→ **Work to be completed**: Reproduce the material word for word, from the line containing "[point] terracotta plant" down through the end of the material, with both of those boundary lines included.

→ **Extracted data**:
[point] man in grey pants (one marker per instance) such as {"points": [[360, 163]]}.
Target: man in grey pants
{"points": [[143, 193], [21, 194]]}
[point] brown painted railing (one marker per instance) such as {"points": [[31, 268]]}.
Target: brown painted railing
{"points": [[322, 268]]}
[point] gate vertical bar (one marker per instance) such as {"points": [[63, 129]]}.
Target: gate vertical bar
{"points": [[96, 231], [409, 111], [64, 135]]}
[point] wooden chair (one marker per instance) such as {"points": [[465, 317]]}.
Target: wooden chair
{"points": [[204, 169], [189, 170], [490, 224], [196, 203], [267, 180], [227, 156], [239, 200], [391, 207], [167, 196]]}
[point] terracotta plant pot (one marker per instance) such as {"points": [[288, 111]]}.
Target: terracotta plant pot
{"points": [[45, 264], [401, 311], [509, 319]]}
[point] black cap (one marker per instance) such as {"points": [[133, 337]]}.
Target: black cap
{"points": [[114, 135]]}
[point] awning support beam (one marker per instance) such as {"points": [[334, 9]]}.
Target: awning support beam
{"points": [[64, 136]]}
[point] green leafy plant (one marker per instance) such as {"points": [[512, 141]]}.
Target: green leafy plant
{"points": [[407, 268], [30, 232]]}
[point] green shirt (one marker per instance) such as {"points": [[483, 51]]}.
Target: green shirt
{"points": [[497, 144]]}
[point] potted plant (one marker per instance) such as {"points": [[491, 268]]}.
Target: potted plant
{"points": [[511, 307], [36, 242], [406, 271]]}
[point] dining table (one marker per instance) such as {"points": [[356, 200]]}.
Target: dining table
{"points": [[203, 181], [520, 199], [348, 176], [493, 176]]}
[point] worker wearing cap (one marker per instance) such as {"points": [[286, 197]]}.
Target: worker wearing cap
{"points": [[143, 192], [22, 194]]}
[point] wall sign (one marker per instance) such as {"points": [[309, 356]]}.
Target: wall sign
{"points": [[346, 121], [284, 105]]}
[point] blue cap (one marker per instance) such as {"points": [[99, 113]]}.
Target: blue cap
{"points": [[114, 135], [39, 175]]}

→ **Solution to this task**:
[point] terracotta plant pot (one marker per instance) such as {"points": [[288, 111]]}.
Target: terracotta plant pot
{"points": [[45, 264], [401, 311], [509, 319]]}
[point] black cap (one marker per instance) such as {"points": [[133, 337]]}.
Target: black cap
{"points": [[114, 135]]}
[point] awning support beam (one marker per instance) such as {"points": [[334, 9]]}.
Target: awning support beam
{"points": [[64, 136]]}
[point] green leafy plant (one marker per instance) such as {"points": [[512, 141]]}.
Target: green leafy plant
{"points": [[407, 268], [30, 232]]}
[point] green shirt (one marker per instance) such as {"points": [[483, 51]]}.
Target: green shirt
{"points": [[497, 144]]}
[point] potted plant (one marker per instance) such as {"points": [[491, 268]]}.
Target: potted plant
{"points": [[511, 307], [36, 242], [406, 271]]}
[point] dining table (one marker per instance) such as {"points": [[356, 200]]}.
Target: dining table
{"points": [[203, 181], [520, 199], [348, 176], [493, 176]]}
[point] worker wearing cap (one marker per instance) such as {"points": [[286, 197]]}.
Target: worker wearing cap
{"points": [[143, 192], [22, 194]]}
[point] wall sign (one marker per instance) such as {"points": [[309, 356]]}.
Target: wall sign
{"points": [[346, 121], [284, 105]]}
[point] blue cap (one marker per instance) such as {"points": [[99, 113]]}.
Target: blue cap
{"points": [[114, 135], [39, 175]]}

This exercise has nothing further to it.